Stated task = Rewrite the records below, from the line containing "Target: black corrugated drainage pipe" through the last line of the records, inclusive, as a JSON list of strings with one string per line, omitting blank lines.

Given information =
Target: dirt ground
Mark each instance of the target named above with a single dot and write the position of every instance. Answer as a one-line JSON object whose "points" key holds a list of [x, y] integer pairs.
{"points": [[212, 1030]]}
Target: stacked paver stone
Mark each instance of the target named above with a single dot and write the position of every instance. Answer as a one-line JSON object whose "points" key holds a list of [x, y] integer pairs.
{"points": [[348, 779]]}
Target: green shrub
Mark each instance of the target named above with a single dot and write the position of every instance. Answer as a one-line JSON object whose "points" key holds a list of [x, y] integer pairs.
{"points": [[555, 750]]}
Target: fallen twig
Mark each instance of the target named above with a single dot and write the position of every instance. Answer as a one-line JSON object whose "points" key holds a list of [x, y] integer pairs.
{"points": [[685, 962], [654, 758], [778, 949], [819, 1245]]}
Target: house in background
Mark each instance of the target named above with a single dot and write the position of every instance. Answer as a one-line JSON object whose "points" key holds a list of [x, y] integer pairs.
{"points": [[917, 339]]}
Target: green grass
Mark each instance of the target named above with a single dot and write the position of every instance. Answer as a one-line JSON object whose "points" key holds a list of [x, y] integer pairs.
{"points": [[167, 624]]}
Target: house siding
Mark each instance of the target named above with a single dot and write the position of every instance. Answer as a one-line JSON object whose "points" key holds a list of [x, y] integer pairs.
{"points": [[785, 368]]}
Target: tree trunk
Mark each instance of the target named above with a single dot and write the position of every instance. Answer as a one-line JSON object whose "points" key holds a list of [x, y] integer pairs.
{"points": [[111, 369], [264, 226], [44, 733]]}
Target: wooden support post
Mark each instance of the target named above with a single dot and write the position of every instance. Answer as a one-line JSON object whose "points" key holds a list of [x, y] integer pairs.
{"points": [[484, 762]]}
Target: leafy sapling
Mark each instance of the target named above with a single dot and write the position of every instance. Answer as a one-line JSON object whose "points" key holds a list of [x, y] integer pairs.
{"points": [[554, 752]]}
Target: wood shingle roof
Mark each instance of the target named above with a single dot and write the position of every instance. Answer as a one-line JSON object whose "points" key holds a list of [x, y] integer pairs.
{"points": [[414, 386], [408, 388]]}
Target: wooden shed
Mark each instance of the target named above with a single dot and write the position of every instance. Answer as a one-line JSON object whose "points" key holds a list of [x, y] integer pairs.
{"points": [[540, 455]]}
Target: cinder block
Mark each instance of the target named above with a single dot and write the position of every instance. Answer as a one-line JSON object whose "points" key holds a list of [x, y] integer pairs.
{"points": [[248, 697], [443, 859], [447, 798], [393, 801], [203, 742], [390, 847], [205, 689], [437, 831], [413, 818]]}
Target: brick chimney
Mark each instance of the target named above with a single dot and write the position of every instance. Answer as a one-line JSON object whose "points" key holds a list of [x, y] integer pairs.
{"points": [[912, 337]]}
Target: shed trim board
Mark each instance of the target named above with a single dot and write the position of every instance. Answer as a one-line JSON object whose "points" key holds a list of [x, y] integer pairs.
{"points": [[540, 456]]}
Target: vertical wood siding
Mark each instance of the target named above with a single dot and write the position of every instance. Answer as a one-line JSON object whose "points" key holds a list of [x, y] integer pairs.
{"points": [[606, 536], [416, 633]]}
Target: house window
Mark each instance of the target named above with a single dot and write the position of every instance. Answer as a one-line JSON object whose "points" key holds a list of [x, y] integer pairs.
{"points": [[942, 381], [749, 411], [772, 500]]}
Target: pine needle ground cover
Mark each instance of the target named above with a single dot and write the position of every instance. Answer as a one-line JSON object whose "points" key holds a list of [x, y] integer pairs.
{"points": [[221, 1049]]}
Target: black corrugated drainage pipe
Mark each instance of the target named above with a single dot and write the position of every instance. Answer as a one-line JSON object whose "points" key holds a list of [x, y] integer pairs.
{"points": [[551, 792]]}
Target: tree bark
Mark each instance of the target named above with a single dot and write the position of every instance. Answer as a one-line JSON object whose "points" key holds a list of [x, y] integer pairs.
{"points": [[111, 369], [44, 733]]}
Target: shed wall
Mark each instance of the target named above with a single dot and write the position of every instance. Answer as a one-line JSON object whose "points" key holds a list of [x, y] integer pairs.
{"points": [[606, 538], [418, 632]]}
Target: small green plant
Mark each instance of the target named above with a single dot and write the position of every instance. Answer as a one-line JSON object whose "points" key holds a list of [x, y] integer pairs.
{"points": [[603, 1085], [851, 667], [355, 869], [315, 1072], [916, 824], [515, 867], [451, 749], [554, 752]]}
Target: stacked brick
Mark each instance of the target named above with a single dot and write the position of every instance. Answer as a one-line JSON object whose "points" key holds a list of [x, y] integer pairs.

Solution for this task =
[
  "Target: black corrugated drainage pipe",
  "Mark each instance of the target named above with a single dot and write the position of every instance. Answer as a one-line JSON object whose \"points\" key holds a list of [x, y] integer pairs.",
  "{\"points\": [[551, 792]]}",
  "Target: tree bark",
  "Mark each instance of the target named above with a single dot and write the position of every instance. Answer as a one-line JSON object whose \"points\" key holds a list of [x, y] integer pairs.",
  "{\"points\": [[111, 369], [44, 733]]}",
  "Target: shed wall",
  "Mark each instance of the target named above with a single dot and write the position of every instance. Answer as a one-line JSON object whose \"points\" key holds a list of [x, y] integer pairs.",
  "{\"points\": [[606, 538], [418, 632]]}",
  "Target: small green plant",
  "Mark each instance of the target named above with a single dot and write the position of every instance. Answer as a one-line JSON object whose \"points\" key holds a list of [x, y] integer pairs.",
  "{\"points\": [[603, 1085], [851, 667], [355, 869], [315, 1072], [916, 824], [515, 867], [451, 749], [554, 752]]}",
  "Target: stacked brick",
  "Mark each instance of the target named above with a single dot and write the position of every instance. Answer as a one-line JSON object whose \"points\" key holds a list of [x, y] integer pairs."
]